The amendment of the CRR and CRD is thus considered to be the best option. It strikes the right balance between harmonising rules and maintaining national flexibility where essential, without hampering the single rulebook. The amendments would further promote a uniform application of prudential requirements, the convergence of supervisory practices and ensure a level playing field throughout the single market for banking services. These objectives cannot be sufficiently achieved by Member States alone. This is particularly important in the banking sector where many credit institutions operate across the EU single market. Full cooperation and trust within the single supervisory mechanism (SSM) and within the colleges of supervisors and competent authorities outside the SSM is essential for credit institutions to be effectively supervised on a consolidated basis. National rules would not achieve these objectives.

Proportionality

Proportionality has been an integral part of the impact assessment accompanying the proposal. Not only have all the proposed options in different regulatory fields been individually assessed against the proportionality objective, but also the lack of proportionality of the existing rules has been presented as a separate problem and specific options have been analysed aiming at reducing administrative and compliance costs for smaller institutions (see sections 2.9 and 4.9 of the impact assessment).

Choice of the instrument

The measures are proposed to be implemented by amending the CRR and the CRD through a Regulation and a Directive, respectively. The proposed measures indeed refer to or develop further already existing provisions inbuilt in those legal instruments (liquidity, leverage, remuneration, proportionality).

As regards the new FSB agreed standard on TLAC, it is suggested to incorporate the bulk of the standard into the CRR, as only a regulation can achieve the necessary uniform application, much in the same way as the existing risk-based own funds requirements. Shaping prudential requirements in the form of an amendment to the CRR would ensure that those requirements will in fact be directly applicable to G-SIIs. This would prevent Member States from implementing diverging national requirements in an area where full harmonisation is desirable in order to prevent an un-level playing field. Fine-tuning of the current legal provisions within the BRRD will however be necessary to make sure that the TLAC requirement and the minimum requirement on own funds and eligible liabilities (MREL) are fully coherent and consistent with each other.

Some of the proposed CRD amendments affecting proportionality would leave Member States with a certain degree of flexibility to maintain different rules at the stage of their transposition into national law. It would give Member States the option of imposing stricter rules on certain matters such as remuneration and reporting.

3.RESULTS OF EX-POST EVALUATIONS, STAKEHOLDER CONSULTATIONS AND IMPACT ASSESSMENTS

Stakeholder consultations

The Commission carried out various initiatives in order to assess whether the existing prudential framework and the upcoming reviews of global standards were the most adequate instruments to ensure prudential objectives for EU institutions and also whether they would continue to provide the necessary funding to the EU economy.

# [Exercise description]
Resume the passage on amending the EU bank capital rules, picking up after its last sentence. The listing below the text isn't needed for this.

# [Information supplied]

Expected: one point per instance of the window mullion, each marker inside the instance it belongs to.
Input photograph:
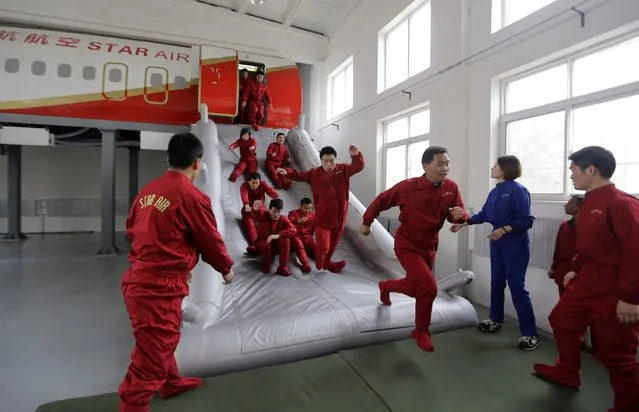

# [Task response]
In July 2015 the Commission launched a public consultation on the possible impact of the CRR and the CRD on bank financing of the EU economy with a particular focus on the financing of SMEs and of infrastructure and in September 2015 a Call for Evidence (CfE) 1 covering EU financial legislation as a whole. The two initiatives sought empirical evidence and concrete feedback on i) rules affecting the ability of the economy to finance itself and growth, ii) unnecessary regulatory burdens, iii) interactions, inconsistencies and gaps in the rules, and iv) rules giving rise to unintended consequences. In addition, the Commission gathered stakeholders' views in the framework of specific analyses carried out on provisions regulating remuneration 2 and on the proportionality of the rules contained in the CRR and the CRD. Finally, a public consultation was launched in the context of the study contracted out by the Commission to assess the impact of the CRR on the bank financing of the economy 3 .

All the initiatives mentioned above have provided clear evidence of the need to update and complete the current rules in order i) to reduce further the risks in the banking sector and thereby reduce the reliance on State aid and taxpayers' money in case of a crisis, and ii) to enhance the ability of institutions to channel adequate funding to the economy.

Annexes 1 and 2 of the impact assessment provide a summary of the consultations, reviews and reports.

Impact assessment

The impact assessment 4 was discussed with the Regulatory Scrutiny Board and rejected on 7 September 2016. Following the rejection, the impact assessment was strengthened by adding i) a better explanation on the policy context of the proposal (i.e. it relation to both international and EU policy developments), ii) more details on stakeholders' views and iii) further evidence on the impacts (both in terms of benefits and costs) of the various policy options that are explored in the impact assessment. The Regulatory Scrutiny Board issued a positive opinion 5 on 27 September 2016 on the resubmitted impact assessment. The proposal is accompanied by the impact assessment. The proposal remains consistent with the impact assessment.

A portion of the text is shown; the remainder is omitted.